What is expected: Rewrite the material below, changing each "Target:" to "Object:" and keeping every other line the same.

Listed entries:
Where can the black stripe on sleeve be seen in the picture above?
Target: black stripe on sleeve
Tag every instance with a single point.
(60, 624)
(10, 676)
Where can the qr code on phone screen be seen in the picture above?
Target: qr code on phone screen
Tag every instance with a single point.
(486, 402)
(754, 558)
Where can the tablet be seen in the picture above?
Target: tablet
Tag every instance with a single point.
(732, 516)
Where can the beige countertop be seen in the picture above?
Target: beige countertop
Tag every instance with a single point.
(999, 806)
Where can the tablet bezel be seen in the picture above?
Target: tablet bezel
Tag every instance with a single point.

Response to the exercise:
Where can the black stripe on sleeve be seen in the picture above?
Object: black stripe on sleeve
Tag every instance with a single point.
(60, 624)
(10, 676)
Where can the qr code on phone screen be seen in the picture above?
Object: qr code on phone screen
Tag every instance with a single point.
(486, 402)
(754, 558)
Where can the tablet be seen in the picture above?
Object: tablet
Tag every instance with a single point.
(732, 516)
Where can the beige countertop be seen in the picture above?
Object: beige countertop
Tag every instance with a single point.
(999, 806)
Where can the tablet bezel be seen in the picture above?
Object: tablet bezel
Tag every instance with a single point.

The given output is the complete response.